Do this: Copy out all of the records below, word for word and line for line.

Data provided:
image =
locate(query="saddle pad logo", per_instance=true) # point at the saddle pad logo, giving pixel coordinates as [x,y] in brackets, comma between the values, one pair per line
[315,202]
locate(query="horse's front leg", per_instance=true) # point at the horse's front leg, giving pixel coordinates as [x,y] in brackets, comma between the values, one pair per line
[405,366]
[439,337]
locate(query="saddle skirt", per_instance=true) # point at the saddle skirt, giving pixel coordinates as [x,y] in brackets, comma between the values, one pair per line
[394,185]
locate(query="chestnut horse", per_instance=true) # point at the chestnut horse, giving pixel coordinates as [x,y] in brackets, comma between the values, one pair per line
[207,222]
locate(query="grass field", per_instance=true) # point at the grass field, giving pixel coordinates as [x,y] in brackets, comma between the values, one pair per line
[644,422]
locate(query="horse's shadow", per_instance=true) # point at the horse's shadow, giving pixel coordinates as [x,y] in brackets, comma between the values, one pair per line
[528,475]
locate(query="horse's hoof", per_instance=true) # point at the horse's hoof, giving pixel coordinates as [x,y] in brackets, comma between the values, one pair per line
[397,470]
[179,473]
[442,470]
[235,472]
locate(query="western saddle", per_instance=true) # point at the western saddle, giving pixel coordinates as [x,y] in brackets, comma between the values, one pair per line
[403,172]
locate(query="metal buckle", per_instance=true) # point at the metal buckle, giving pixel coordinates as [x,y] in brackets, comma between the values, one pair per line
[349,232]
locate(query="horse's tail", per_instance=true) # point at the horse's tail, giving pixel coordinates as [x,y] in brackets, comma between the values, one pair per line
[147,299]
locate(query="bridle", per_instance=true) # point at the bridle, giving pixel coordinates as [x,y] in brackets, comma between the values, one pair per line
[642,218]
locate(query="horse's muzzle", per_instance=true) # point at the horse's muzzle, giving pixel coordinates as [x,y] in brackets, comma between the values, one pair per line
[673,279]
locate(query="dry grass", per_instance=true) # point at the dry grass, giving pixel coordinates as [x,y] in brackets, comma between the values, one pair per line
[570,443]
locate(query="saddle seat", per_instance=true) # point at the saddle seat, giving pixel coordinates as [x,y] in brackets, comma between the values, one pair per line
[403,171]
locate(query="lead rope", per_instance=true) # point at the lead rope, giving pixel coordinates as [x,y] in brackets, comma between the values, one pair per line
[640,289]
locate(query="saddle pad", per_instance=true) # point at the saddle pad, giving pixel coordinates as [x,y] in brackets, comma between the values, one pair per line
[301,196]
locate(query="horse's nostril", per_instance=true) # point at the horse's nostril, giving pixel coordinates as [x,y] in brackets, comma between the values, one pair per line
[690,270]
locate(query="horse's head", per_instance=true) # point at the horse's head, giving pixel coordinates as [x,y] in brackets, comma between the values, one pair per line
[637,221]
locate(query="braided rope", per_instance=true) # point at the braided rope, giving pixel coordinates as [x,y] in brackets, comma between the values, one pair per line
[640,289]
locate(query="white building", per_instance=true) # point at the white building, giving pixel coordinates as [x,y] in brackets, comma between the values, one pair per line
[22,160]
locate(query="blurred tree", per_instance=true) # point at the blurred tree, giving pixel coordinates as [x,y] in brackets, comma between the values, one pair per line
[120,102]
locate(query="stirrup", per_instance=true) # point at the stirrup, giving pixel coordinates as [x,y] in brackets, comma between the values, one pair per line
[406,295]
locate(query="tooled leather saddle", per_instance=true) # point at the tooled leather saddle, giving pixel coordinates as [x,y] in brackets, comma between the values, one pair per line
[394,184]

Written response:
image =
locate(query="saddle pad logo", per_instance=true) # point at the saddle pad logo, giving pixel coordinates as [x,y] in brackets, comma between the values, one pair per line
[315,202]
locate(query="horse's front leg", per_instance=true) # point at the horse's front leg, giving pixel coordinates as [x,y] in brackets, comma between the values, one pair per line
[405,366]
[439,337]
locate(query="saddle skirt", per_instance=true) # point at the saddle skirt, giving pixel coordinates as [x,y] in brackets, comma between the values, one pair per line
[394,185]
locate(query="chestnut horse", per_instance=true) # point at the chestnut horse, giving pixel coordinates as [x,y] in brackets, comma between the values, one pair per line
[207,222]
locate(query="grass field", per_instance=true) # point at the grass field, giving pixel coordinates as [x,y] in brackets, comma between the values, one pair per line
[644,422]
locate(query="horse's shadow", per_instance=true) # point at the horse's shadow, giving pixel coordinates as [x,y] in brackets, comma between the values, one pair per line
[528,475]
locate(query="horse's hoof", per_instance=true) # point at the horse's hoof, giving pixel coordinates as [x,y] in brackets, comma between the values, one pair per line
[397,470]
[179,473]
[442,470]
[235,472]
locate(query="western saddle", per_instance=true) # point at the western saddle, giving pixel coordinates as [x,y] in brackets, comma between the values, one pair per line
[403,172]
locate(query="metal buckle", per_instance=true) # point at the metal buckle, giving pixel coordinates as [x,y] in brackets, comma between the values, one pair per line
[349,232]
locate(query="horse's tail", per_instance=true) # point at the horse's tail, giving pixel coordinates as [x,y] in brackets, comma between the values, one pair per line
[147,299]
locate(query="bridle", per_instance=true) # point at the bridle, giving pixel coordinates as [x,y] in brackets, comma between the values, one pair per line
[642,218]
locate(query="horse's muzzle", per_instance=true) # point at the horse's muzzle, giving pixel coordinates as [x,y] in brackets, comma between the values, one pair per line
[673,279]
locate(query="dry grass", per_instance=true) # point at the dry grass, giving pixel coordinates as [x,y] in brackets, comma between the values, one pair per line
[570,443]
locate(query="saddle seat", per_instance=true) # point at the saddle seat, giving pixel coordinates as [x,y] in brackets, comma between the values, one pair per line
[403,171]
locate(query="lead rope", per_instance=true) # point at the lead rope, giving pixel coordinates as [x,y] in brackets, comma between the values, one pair per line
[640,289]
locate(query="saddle pad", per_instance=true) # point at the saddle pad, giving pixel coordinates as [x,y] in brackets, comma between the values, one pair per line
[301,196]
locate(query="horse's nostril", per_instance=true) # point at the horse's nostril, giving pixel coordinates as [x,y] in brackets, comma between the values, one pair per line
[690,270]
locate(query="horse's head", per_instance=true) # point at the horse's head, giving pixel coordinates as [x,y] in brackets, comma between the values, one pair per line
[637,221]
locate(query="braided rope", per_instance=true) # point at the braided rope, giving pixel coordinates as [x,y] in brackets, comma between the values, one pair per line
[640,289]
locate(query="white building", per_instance=true) # point at the white building, giving pixel coordinates as [x,y] in brackets, comma between the values, one pair per line
[22,160]
locate(query="blurred tree", per_instance=true) # point at the blurred tree, giving pixel coordinates as [x,y] in brackets, comma between the values, one pair per line
[120,102]
locate(query="stirrup", per_instance=true) # point at the stirrup, giving pixel coordinates as [x,y] in brackets, comma between the values, one pair per line
[406,295]
locate(query="tooled leather saddle", per_instance=true) # point at the tooled leather saddle, giving pixel coordinates as [x,y] in brackets, comma between the values, one pair per line
[394,184]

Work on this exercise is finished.